◆ **データファイルの一部**:
··········

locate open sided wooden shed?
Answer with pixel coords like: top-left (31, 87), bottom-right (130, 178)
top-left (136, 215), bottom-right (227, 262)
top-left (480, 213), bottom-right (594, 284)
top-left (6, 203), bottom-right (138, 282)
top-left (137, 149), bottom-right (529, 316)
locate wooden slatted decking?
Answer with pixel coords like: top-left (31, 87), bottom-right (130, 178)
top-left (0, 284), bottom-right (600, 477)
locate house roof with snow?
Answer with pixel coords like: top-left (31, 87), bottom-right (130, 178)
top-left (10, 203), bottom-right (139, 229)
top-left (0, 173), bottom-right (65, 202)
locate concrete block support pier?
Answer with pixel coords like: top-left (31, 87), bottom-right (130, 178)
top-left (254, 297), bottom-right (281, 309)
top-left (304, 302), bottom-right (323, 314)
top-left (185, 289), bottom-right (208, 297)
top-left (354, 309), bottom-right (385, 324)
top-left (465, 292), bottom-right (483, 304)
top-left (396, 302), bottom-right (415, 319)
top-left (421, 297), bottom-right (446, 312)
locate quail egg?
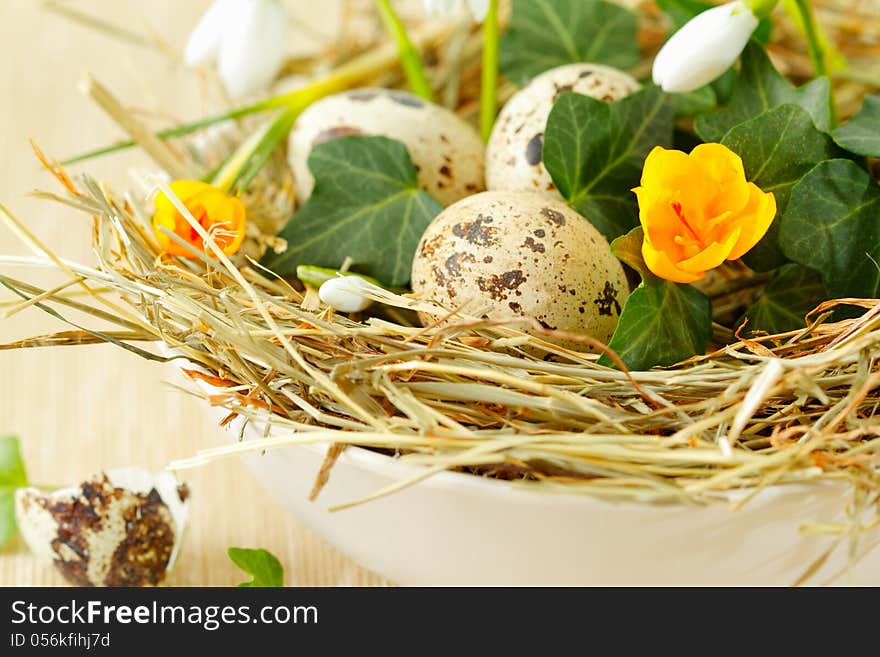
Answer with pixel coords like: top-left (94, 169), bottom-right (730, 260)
top-left (412, 191), bottom-right (629, 351)
top-left (15, 468), bottom-right (189, 586)
top-left (288, 88), bottom-right (485, 205)
top-left (486, 64), bottom-right (639, 198)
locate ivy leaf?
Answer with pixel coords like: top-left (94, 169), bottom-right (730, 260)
top-left (0, 436), bottom-right (27, 545)
top-left (737, 263), bottom-right (828, 334)
top-left (671, 84), bottom-right (718, 119)
top-left (779, 160), bottom-right (880, 298)
top-left (694, 40), bottom-right (831, 141)
top-left (500, 0), bottom-right (641, 85)
top-left (263, 135), bottom-right (443, 285)
top-left (599, 278), bottom-right (712, 370)
top-left (721, 104), bottom-right (841, 271)
top-left (543, 86), bottom-right (673, 241)
top-left (226, 548), bottom-right (284, 588)
top-left (599, 226), bottom-right (712, 370)
top-left (831, 96), bottom-right (880, 157)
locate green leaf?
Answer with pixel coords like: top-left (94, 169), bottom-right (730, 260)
top-left (832, 96), bottom-right (880, 157)
top-left (694, 41), bottom-right (831, 141)
top-left (670, 84), bottom-right (718, 119)
top-left (500, 0), bottom-right (641, 85)
top-left (543, 86), bottom-right (673, 241)
top-left (0, 436), bottom-right (27, 545)
top-left (263, 135), bottom-right (443, 285)
top-left (721, 104), bottom-right (840, 271)
top-left (737, 263), bottom-right (828, 334)
top-left (611, 226), bottom-right (656, 281)
top-left (226, 548), bottom-right (284, 588)
top-left (599, 278), bottom-right (712, 370)
top-left (779, 160), bottom-right (880, 298)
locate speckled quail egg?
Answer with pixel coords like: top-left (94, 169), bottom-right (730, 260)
top-left (288, 88), bottom-right (485, 205)
top-left (412, 192), bottom-right (629, 351)
top-left (15, 468), bottom-right (189, 586)
top-left (486, 64), bottom-right (639, 197)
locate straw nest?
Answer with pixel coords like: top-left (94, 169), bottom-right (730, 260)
top-left (0, 3), bottom-right (880, 537)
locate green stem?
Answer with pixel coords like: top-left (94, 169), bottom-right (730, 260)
top-left (209, 107), bottom-right (304, 193)
top-left (480, 0), bottom-right (498, 141)
top-left (376, 0), bottom-right (434, 102)
top-left (61, 21), bottom-right (443, 166)
top-left (794, 0), bottom-right (837, 128)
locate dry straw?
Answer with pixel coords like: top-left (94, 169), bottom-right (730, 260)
top-left (0, 3), bottom-right (880, 568)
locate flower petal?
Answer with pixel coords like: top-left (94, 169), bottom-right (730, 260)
top-left (642, 237), bottom-right (705, 283)
top-left (653, 0), bottom-right (758, 93)
top-left (678, 227), bottom-right (741, 273)
top-left (727, 183), bottom-right (776, 260)
top-left (219, 0), bottom-right (288, 98)
top-left (183, 0), bottom-right (240, 66)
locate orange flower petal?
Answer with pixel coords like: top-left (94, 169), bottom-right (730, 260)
top-left (678, 227), bottom-right (740, 272)
top-left (728, 183), bottom-right (776, 260)
top-left (642, 234), bottom-right (705, 283)
top-left (633, 143), bottom-right (776, 283)
top-left (153, 180), bottom-right (247, 258)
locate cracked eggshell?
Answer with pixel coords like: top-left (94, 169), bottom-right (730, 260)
top-left (15, 468), bottom-right (189, 586)
top-left (412, 192), bottom-right (629, 351)
top-left (486, 64), bottom-right (639, 198)
top-left (287, 88), bottom-right (485, 205)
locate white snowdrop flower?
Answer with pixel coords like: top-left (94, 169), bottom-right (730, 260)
top-left (653, 0), bottom-right (758, 93)
top-left (424, 0), bottom-right (489, 23)
top-left (318, 276), bottom-right (373, 313)
top-left (184, 0), bottom-right (288, 98)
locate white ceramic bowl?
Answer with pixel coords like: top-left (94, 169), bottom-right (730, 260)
top-left (199, 402), bottom-right (880, 586)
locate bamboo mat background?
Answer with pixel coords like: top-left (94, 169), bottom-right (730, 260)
top-left (0, 0), bottom-right (383, 586)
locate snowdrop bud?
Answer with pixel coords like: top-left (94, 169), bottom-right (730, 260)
top-left (425, 0), bottom-right (489, 23)
top-left (653, 0), bottom-right (758, 93)
top-left (318, 276), bottom-right (373, 313)
top-left (184, 0), bottom-right (288, 97)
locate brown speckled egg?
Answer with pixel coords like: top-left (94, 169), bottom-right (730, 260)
top-left (486, 64), bottom-right (639, 198)
top-left (412, 192), bottom-right (629, 351)
top-left (15, 468), bottom-right (189, 586)
top-left (288, 88), bottom-right (486, 205)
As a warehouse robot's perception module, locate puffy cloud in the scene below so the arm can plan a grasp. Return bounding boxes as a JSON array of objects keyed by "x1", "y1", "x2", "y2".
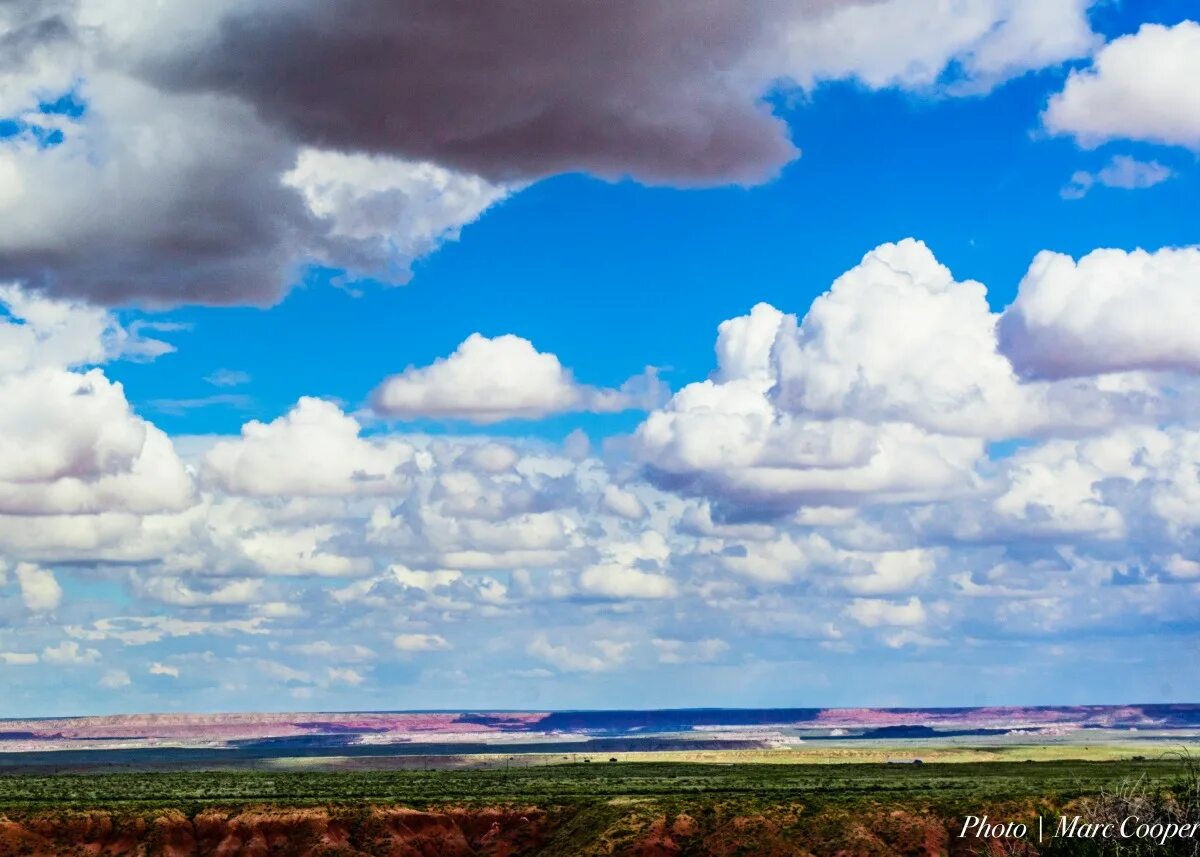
[
  {"x1": 283, "y1": 149, "x2": 510, "y2": 282},
  {"x1": 781, "y1": 0, "x2": 1099, "y2": 91},
  {"x1": 1060, "y1": 155, "x2": 1175, "y2": 199},
  {"x1": 580, "y1": 563, "x2": 677, "y2": 598},
  {"x1": 0, "y1": 0, "x2": 1094, "y2": 305},
  {"x1": 650, "y1": 637, "x2": 730, "y2": 664},
  {"x1": 634, "y1": 239, "x2": 1196, "y2": 520},
  {"x1": 774, "y1": 239, "x2": 1021, "y2": 435},
  {"x1": 1001, "y1": 247, "x2": 1200, "y2": 378},
  {"x1": 100, "y1": 670, "x2": 133, "y2": 690},
  {"x1": 133, "y1": 575, "x2": 263, "y2": 607},
  {"x1": 636, "y1": 240, "x2": 1003, "y2": 510},
  {"x1": 602, "y1": 485, "x2": 646, "y2": 521},
  {"x1": 846, "y1": 595, "x2": 926, "y2": 628},
  {"x1": 1042, "y1": 20, "x2": 1200, "y2": 150},
  {"x1": 527, "y1": 634, "x2": 632, "y2": 672},
  {"x1": 42, "y1": 640, "x2": 100, "y2": 666},
  {"x1": 391, "y1": 634, "x2": 452, "y2": 652},
  {"x1": 372, "y1": 334, "x2": 659, "y2": 422},
  {"x1": 204, "y1": 396, "x2": 418, "y2": 497},
  {"x1": 0, "y1": 287, "x2": 192, "y2": 515},
  {"x1": 17, "y1": 563, "x2": 62, "y2": 613}
]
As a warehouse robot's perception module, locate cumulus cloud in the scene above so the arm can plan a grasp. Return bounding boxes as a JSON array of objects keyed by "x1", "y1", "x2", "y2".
[
  {"x1": 580, "y1": 563, "x2": 676, "y2": 598},
  {"x1": 527, "y1": 634, "x2": 632, "y2": 672},
  {"x1": 846, "y1": 595, "x2": 926, "y2": 628},
  {"x1": 204, "y1": 396, "x2": 416, "y2": 496},
  {"x1": 1060, "y1": 155, "x2": 1175, "y2": 199},
  {"x1": 42, "y1": 640, "x2": 100, "y2": 666},
  {"x1": 17, "y1": 563, "x2": 62, "y2": 613},
  {"x1": 372, "y1": 334, "x2": 661, "y2": 424},
  {"x1": 781, "y1": 0, "x2": 1100, "y2": 92},
  {"x1": 636, "y1": 241, "x2": 993, "y2": 509},
  {"x1": 650, "y1": 637, "x2": 730, "y2": 664},
  {"x1": 1042, "y1": 20, "x2": 1200, "y2": 150},
  {"x1": 100, "y1": 670, "x2": 133, "y2": 690},
  {"x1": 0, "y1": 287, "x2": 192, "y2": 515},
  {"x1": 391, "y1": 634, "x2": 452, "y2": 652},
  {"x1": 1001, "y1": 247, "x2": 1200, "y2": 378},
  {"x1": 634, "y1": 239, "x2": 1195, "y2": 519},
  {"x1": 0, "y1": 0, "x2": 1094, "y2": 305}
]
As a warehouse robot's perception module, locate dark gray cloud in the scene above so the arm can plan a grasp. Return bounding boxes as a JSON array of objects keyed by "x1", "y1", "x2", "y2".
[{"x1": 145, "y1": 0, "x2": 818, "y2": 185}]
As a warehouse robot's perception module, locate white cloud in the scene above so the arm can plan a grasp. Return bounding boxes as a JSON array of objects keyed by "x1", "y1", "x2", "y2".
[
  {"x1": 1001, "y1": 247, "x2": 1200, "y2": 378},
  {"x1": 17, "y1": 563, "x2": 62, "y2": 613},
  {"x1": 100, "y1": 670, "x2": 133, "y2": 690},
  {"x1": 372, "y1": 334, "x2": 660, "y2": 424},
  {"x1": 0, "y1": 287, "x2": 192, "y2": 515},
  {"x1": 635, "y1": 240, "x2": 1003, "y2": 508},
  {"x1": 846, "y1": 595, "x2": 926, "y2": 628},
  {"x1": 1042, "y1": 20, "x2": 1200, "y2": 150},
  {"x1": 391, "y1": 634, "x2": 452, "y2": 652},
  {"x1": 650, "y1": 637, "x2": 730, "y2": 664},
  {"x1": 325, "y1": 666, "x2": 366, "y2": 687},
  {"x1": 604, "y1": 485, "x2": 646, "y2": 521},
  {"x1": 42, "y1": 640, "x2": 100, "y2": 666},
  {"x1": 133, "y1": 575, "x2": 263, "y2": 607},
  {"x1": 580, "y1": 563, "x2": 678, "y2": 598},
  {"x1": 780, "y1": 0, "x2": 1099, "y2": 92},
  {"x1": 283, "y1": 149, "x2": 514, "y2": 281},
  {"x1": 204, "y1": 396, "x2": 418, "y2": 497},
  {"x1": 527, "y1": 634, "x2": 632, "y2": 672},
  {"x1": 1060, "y1": 155, "x2": 1175, "y2": 199}
]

··········

上の資料のうち、「locate straw nest?」を含む行から「top-left (794, 0), bottom-right (837, 128)」を含む行までを（両端の行も含めて）、1行を1つの文字列とするJSONのリストに書き換えてもらえますか？空行は除いてください。

[
  "locate straw nest?",
  "Answer with pixel coords like: top-left (94, 169), bottom-right (730, 260)",
  "top-left (0, 3), bottom-right (880, 537)",
  "locate green stem?",
  "Answer with pixel coords like: top-left (94, 169), bottom-right (730, 260)",
  "top-left (209, 107), bottom-right (304, 193)",
  "top-left (480, 0), bottom-right (498, 141)",
  "top-left (376, 0), bottom-right (434, 102)",
  "top-left (61, 21), bottom-right (443, 166)",
  "top-left (794, 0), bottom-right (837, 128)"
]